--- Exercise objective ---
Lay out every line of the material below as a Markdown table with the columns "Row" and "Line", skipping blank lines. Leave the pictures out of your answer.

--- Supplied material ---

━━━━━━━━━━━━━━━━━━━━

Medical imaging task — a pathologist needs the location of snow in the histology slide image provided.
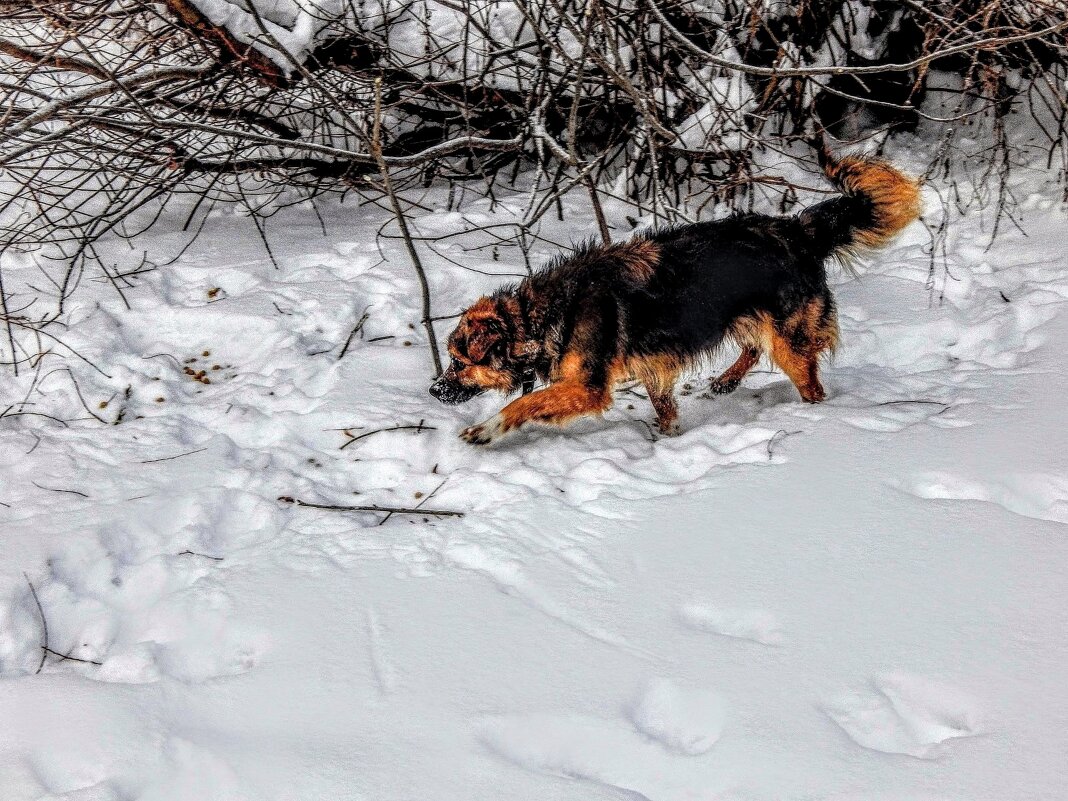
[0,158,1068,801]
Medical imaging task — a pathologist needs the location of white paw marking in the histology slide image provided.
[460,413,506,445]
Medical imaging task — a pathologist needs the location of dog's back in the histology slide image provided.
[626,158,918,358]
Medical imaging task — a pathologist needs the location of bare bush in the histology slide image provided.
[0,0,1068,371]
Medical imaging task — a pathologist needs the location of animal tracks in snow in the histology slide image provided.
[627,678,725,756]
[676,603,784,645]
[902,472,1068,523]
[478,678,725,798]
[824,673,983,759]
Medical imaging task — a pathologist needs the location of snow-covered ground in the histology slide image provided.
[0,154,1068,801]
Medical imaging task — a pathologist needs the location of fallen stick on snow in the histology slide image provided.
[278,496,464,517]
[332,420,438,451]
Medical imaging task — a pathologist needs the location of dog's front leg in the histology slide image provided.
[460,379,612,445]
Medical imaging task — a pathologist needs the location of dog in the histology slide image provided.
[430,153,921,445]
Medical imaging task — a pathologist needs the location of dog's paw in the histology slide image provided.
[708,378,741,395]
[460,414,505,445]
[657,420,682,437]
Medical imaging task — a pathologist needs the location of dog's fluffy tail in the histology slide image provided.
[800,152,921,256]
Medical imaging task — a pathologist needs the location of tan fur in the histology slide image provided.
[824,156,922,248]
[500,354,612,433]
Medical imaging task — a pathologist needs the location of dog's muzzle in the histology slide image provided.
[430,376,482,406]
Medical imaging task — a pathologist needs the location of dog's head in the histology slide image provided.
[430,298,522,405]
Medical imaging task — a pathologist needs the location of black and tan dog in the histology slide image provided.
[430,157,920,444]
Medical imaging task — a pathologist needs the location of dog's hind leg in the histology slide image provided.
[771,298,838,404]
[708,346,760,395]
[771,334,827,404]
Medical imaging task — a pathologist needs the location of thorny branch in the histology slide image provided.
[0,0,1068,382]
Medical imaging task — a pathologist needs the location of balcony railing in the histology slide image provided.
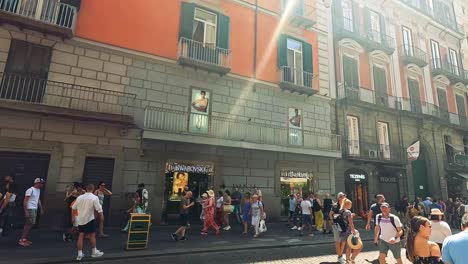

━━━━━━━━━━━━━━━━━━━━

--- In response ---
| Row | Line |
|---|---|
| 1 | Medical imaging task — a pathologist needs the location of snow in the histology slide image provided. |
| 2 | [0,158,1068,801] |
| 3 | Medical imaging task — a pathologist needs the location of white paw marking in the histology slide image provided. |
| 4 | [460,413,506,445] |
| 5 | Medical imaging task — a pathologist needs the location of dog's back in the histology slide image provided. |
| 6 | [626,158,918,358] |
| 7 | Medical imaging task — a pathologist needs the location of bare bush in the histology slide image provided. |
| 8 | [0,0,1068,371] |
| 9 | Medical imaging task — a pathologist needs the location of animal tracks in snow in the histology slide image provided. |
| 10 | [627,678,725,756] |
| 11 | [676,603,784,645] |
| 12 | [902,472,1068,523] |
| 13 | [478,678,725,798] |
| 14 | [824,673,983,759] |
| 15 | Medical imaging task — a pathologist needs the location of snow-covered ground in the histology slide image provided. |
| 16 | [0,154,1068,801] |
| 17 | Medical imaging task — a pathologist needs the location of fallen stick on snow in the histology slide image provided. |
| 18 | [278,496,464,517] |
| 19 | [332,420,438,451] |
| 20 | Medical imaging task — a pathologist needs the location of dog's front leg in the histology slide image provided. |
| 21 | [460,379,612,445] |
| 22 | Medical imaging task — a pathologist needs the location of dog in the histology slide image provided. |
| 23 | [430,153,921,445] |
| 24 | Medical imaging task — a pathologist needs the location of dog's paw in the histology slide image provided. |
| 25 | [708,378,741,395] |
| 26 | [460,414,505,445] |
| 27 | [657,420,682,437] |
| 28 | Medical imaging task — a pathologist needs the location of dog's fluffy tail in the histology slide image provided. |
| 29 | [800,152,921,256] |
| 30 | Medical imaging task — a pathologist needs the location of tan fur in the histology slide image provided. |
| 31 | [824,156,922,248] |
| 32 | [500,354,612,433] |
| 33 | Medical imaging task — a pathologist needs the location of dog's muzzle in the histology slide image provided. |
| 34 | [430,376,482,406] |
| 35 | Medical imaging task — a pathologist needs the location of dog's head in the histology slide image provided. |
| 36 | [430,298,522,405] |
| 37 | Medical imaging task — a pathologist needs the location of black and tan dog in the histology slide image provided. |
| 38 | [430,157,920,444] |
| 39 | Medical imaging task — a pathologist needs the location of dog's hind leg in the histology slide image provided. |
| 40 | [771,298,838,404] |
| 41 | [708,346,760,395] |
| 42 | [771,334,827,404] |
| 43 | Medical imaging task — a pathologist needs the location of thorny branch in the histology slide image provided. |
| 44 | [0,0,1068,382] |
| 45 | Medical imaging task — a pathologist needs the location of balcony railing in the histology slide image provided. |